** WORK TO BE COMPLETED **
Retype the data exactly. Spelling and punctuation stay as they are.

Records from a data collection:
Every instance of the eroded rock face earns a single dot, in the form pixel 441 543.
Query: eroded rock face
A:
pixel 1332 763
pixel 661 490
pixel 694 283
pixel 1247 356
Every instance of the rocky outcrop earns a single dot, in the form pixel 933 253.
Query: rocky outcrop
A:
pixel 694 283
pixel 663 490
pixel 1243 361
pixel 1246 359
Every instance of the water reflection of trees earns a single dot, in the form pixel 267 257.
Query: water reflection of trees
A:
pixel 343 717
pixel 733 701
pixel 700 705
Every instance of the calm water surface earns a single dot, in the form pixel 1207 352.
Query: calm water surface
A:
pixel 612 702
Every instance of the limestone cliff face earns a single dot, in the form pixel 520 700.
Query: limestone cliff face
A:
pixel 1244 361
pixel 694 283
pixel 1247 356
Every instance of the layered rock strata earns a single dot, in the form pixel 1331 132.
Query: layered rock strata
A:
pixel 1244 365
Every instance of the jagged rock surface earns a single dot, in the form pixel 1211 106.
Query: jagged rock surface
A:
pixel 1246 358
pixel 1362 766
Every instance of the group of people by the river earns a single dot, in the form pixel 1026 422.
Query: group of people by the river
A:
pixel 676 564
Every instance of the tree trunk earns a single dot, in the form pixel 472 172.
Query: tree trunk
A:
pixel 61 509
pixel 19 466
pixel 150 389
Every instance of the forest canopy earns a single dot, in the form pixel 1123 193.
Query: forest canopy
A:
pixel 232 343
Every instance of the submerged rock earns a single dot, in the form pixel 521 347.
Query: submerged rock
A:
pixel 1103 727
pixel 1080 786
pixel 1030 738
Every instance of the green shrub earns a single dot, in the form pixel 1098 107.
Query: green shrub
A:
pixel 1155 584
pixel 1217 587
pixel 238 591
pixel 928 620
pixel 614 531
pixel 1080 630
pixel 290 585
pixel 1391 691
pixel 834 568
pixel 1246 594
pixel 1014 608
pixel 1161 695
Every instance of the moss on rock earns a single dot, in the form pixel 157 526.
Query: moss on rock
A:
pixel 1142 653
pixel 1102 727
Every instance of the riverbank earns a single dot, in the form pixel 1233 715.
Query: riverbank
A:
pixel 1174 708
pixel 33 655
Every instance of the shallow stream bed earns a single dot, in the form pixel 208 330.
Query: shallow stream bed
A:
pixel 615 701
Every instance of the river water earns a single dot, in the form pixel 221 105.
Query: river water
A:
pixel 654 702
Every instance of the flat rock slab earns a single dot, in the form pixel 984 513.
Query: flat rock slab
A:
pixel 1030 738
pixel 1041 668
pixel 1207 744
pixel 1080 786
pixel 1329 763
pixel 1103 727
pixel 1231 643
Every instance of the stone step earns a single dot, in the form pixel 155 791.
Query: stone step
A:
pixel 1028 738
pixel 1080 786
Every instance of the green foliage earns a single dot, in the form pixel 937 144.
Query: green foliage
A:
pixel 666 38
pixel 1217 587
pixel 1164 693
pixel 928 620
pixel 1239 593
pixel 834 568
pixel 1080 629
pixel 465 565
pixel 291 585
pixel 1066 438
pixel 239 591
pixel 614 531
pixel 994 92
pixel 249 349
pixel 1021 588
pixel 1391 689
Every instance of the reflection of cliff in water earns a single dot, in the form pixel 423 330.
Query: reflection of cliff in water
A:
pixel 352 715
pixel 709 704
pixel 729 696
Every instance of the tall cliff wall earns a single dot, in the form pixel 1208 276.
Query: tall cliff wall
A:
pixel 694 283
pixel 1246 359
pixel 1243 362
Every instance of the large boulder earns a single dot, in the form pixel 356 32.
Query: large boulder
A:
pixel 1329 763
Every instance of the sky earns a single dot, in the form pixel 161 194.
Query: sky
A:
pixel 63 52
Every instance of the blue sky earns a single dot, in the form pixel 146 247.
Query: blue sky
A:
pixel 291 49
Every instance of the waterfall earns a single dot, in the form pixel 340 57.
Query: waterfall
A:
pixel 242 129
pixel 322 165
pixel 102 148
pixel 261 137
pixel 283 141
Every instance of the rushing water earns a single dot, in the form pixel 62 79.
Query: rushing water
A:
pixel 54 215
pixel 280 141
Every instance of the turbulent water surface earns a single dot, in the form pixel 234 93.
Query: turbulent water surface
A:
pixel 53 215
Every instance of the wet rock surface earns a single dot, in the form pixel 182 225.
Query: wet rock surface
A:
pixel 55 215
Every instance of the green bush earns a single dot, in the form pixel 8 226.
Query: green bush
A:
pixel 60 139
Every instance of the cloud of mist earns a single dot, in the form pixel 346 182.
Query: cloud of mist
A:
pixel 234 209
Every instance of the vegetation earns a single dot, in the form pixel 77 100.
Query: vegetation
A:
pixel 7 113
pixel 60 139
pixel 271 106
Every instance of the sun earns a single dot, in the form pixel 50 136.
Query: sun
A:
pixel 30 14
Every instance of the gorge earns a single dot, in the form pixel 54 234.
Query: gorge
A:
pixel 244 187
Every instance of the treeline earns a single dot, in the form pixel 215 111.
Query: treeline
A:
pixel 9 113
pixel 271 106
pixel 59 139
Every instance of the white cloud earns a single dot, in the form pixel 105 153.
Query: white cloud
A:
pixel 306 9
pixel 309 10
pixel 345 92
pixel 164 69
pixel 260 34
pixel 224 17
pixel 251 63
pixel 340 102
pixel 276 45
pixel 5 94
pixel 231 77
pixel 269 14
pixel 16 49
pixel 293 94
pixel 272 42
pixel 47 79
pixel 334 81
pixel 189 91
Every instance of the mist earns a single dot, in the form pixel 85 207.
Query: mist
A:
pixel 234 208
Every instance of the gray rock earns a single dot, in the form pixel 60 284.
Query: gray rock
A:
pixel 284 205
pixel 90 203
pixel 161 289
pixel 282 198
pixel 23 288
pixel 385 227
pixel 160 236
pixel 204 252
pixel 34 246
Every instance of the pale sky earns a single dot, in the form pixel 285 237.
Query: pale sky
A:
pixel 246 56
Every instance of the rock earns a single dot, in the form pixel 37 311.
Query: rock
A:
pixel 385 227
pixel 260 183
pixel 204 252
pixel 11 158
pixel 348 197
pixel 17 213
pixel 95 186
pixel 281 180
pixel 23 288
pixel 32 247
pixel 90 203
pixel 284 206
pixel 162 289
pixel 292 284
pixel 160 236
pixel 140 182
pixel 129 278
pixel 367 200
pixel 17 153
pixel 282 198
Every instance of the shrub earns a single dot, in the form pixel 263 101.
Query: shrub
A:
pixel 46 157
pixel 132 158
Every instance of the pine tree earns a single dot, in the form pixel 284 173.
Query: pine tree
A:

** EXERCISE RESPONSE **
Every instance of the eroded rock face earns a single dot, in the form pixel 441 543.
Query: eroded rock face
A:
pixel 1332 763
pixel 661 490
pixel 694 283
pixel 1247 356
Every instance of the rocky outcrop earns a single dot, in the form pixel 933 253.
Query: rocky outcrop
A:
pixel 694 283
pixel 663 490
pixel 1243 361
pixel 1246 359
Every instance of the water reflection of trees earns a single dot, in the form pixel 267 257.
Query: water reflection of trees
A:
pixel 343 717
pixel 733 701
pixel 700 705
Every instance of the calm water surface earns a single dot, in the form pixel 1207 352.
Query: calm water surface
A:
pixel 612 702
Every instance of the limestone cliff face earns a single dot, in the form pixel 520 700.
Query: limestone cliff face
A:
pixel 1244 361
pixel 694 283
pixel 1247 356
Every instance of the layered rock strata earns a single dot, in the form pixel 1331 132.
Query: layered rock strata
A:
pixel 1244 365
Every instance of the jagged rock surface earns a single dot, in the form pixel 1211 106.
Query: jagged rock surface
A:
pixel 1246 358
pixel 1362 766
Every instance of the group of people by the river earns a single dot, in the form pixel 1026 422.
Query: group of people by the river
A:
pixel 676 564
Every instance of the tree trunk earns a single dot, in the form pixel 472 172.
Query: tree trunk
A:
pixel 61 509
pixel 19 466
pixel 150 389
Every instance of the forest canopy earns a single dot, in the form pixel 1123 193.
Query: forest canopy
A:
pixel 232 343
Every instance of the submerged rock earns a single dot, in the form pixel 521 347.
Query: submerged rock
A:
pixel 1103 727
pixel 1080 786
pixel 1030 738
Every instance of the green shrub earns a single dot, in the form pixel 1098 107.
Query: green shrub
A:
pixel 1155 584
pixel 1217 587
pixel 238 591
pixel 928 620
pixel 614 531
pixel 1080 630
pixel 290 585
pixel 1391 691
pixel 834 568
pixel 1246 594
pixel 1014 608
pixel 1161 695
Every instance of the moss on rock earns a single dot, in the form pixel 157 526.
Query: moss on rock
A:
pixel 1142 653
pixel 1102 727
Every instance of the riverbank earns a single dot, in the form pixel 1233 715.
Query: riverbank
A:
pixel 1174 708
pixel 33 655
Every instance of the shallow stream bed earns a single dot, in the form pixel 208 330.
Query: shallow stream bed
A:
pixel 615 701
Every instance of the river water earns a single dot, in the form pixel 221 105.
Query: river water
A:
pixel 654 702
Every instance of the flat rock slab earns a single dot, in the form pixel 984 513.
Query: flat rock slab
A:
pixel 1030 738
pixel 1041 668
pixel 1207 744
pixel 1080 786
pixel 1329 763
pixel 1103 727
pixel 1231 643
Every instance of the stone step earns a single dot, in the form pixel 155 791.
Query: stone step
A:
pixel 1028 738
pixel 1080 786
Every instance of the green foliage earns a single dot, in the form pixel 937 144.
Query: green foliage
A:
pixel 666 38
pixel 1217 587
pixel 1164 693
pixel 928 620
pixel 1239 593
pixel 834 568
pixel 1080 629
pixel 465 565
pixel 291 585
pixel 1066 438
pixel 239 591
pixel 614 531
pixel 994 92
pixel 249 349
pixel 1021 588
pixel 1391 689
Every instance of the reflection of cliff in water earns a single dot, in the form pixel 423 330.
Query: reflection of cliff in water
A:
pixel 352 715
pixel 709 704
pixel 729 696
Every instance of the tall cliff wall earns a single dot, in the form pixel 1208 276.
Query: tall cliff wall
A:
pixel 694 283
pixel 1246 359
pixel 1243 362
Every instance of the large boulder earns a single dot, in the form pixel 356 32.
Query: large boulder
A:
pixel 1329 763
Every instance of the sky earns a single dot, in the form pixel 161 194.
Query: sky
A:
pixel 63 52
Every instance of the blue sky earns a single dot, in the form pixel 146 247.
Query: blue sky
A:
pixel 291 49
Every instance of the waterfall earns a single dot, in the form pixel 340 57.
Query: waterfall
A:
pixel 242 129
pixel 322 165
pixel 102 148
pixel 261 137
pixel 283 141
Every instance of the rushing water earns a single dot, in the form pixel 62 79.
Query: rushing water
A:
pixel 54 215
pixel 280 141
Every instance of the turbulent water surface earns a single dot, in the form pixel 234 93.
Query: turbulent water surface
A:
pixel 53 215
Every instance of the wet rock surface earns a single dot, in the form pixel 182 225.
Query: wet rock surface
A:
pixel 55 215
Every instance of the green bush earns a single dot, in the form pixel 8 226.
Query: green bush
A:
pixel 60 139
Every instance of the cloud of mist earns a single dot, in the form pixel 346 182.
Query: cloud of mist
A:
pixel 234 209
Every instance of the vegetation earns a single dot, in the form pixel 77 100.
Query: vegetation
A:
pixel 7 113
pixel 60 139
pixel 271 106
Every instance of the sun earns a single dot, in the form pixel 50 136.
Query: sun
A:
pixel 30 14
Every instance of the gorge earns a single dot, in the form pixel 54 234.
Query: gorge
A:
pixel 244 187
Every instance of the treeline earns a single dot, in the form pixel 215 111.
Query: treeline
A:
pixel 9 113
pixel 271 106
pixel 59 139
Every instance of the white cloud earns a single dot, in the form pixel 105 153.
Query: white cloud
A:
pixel 306 9
pixel 309 10
pixel 345 92
pixel 164 69
pixel 260 34
pixel 224 17
pixel 251 63
pixel 340 102
pixel 276 45
pixel 5 94
pixel 231 77
pixel 269 14
pixel 16 49
pixel 293 94
pixel 272 42
pixel 47 79
pixel 334 81
pixel 189 91
Every instance of the mist earns a single dot, in the form pixel 85 207.
Query: mist
A:
pixel 234 208
Every instance of the gray rock earns a single dot, in the form pixel 60 284.
Query: gray rock
A:
pixel 284 205
pixel 90 203
pixel 161 289
pixel 282 198
pixel 23 288
pixel 385 227
pixel 160 236
pixel 204 252
pixel 34 246
Every instance of the pale sky earns a single dot, in the form pixel 285 237.
Query: pale sky
A:
pixel 246 56
Every instance of the rock earns a single dot, in the form pixel 37 311.
Query: rock
A:
pixel 385 227
pixel 260 183
pixel 204 252
pixel 11 158
pixel 348 197
pixel 17 213
pixel 95 186
pixel 281 180
pixel 23 288
pixel 32 247
pixel 90 203
pixel 284 206
pixel 162 289
pixel 292 284
pixel 160 236
pixel 140 182
pixel 129 278
pixel 367 200
pixel 17 153
pixel 282 198
Every instance of the shrub earns a single dot, in the form pixel 263 101.
Query: shrub
A:
pixel 46 157
pixel 132 158
Every instance of the pine tree earns a single dot, in the form pixel 284 173.
Query: pine tree
A:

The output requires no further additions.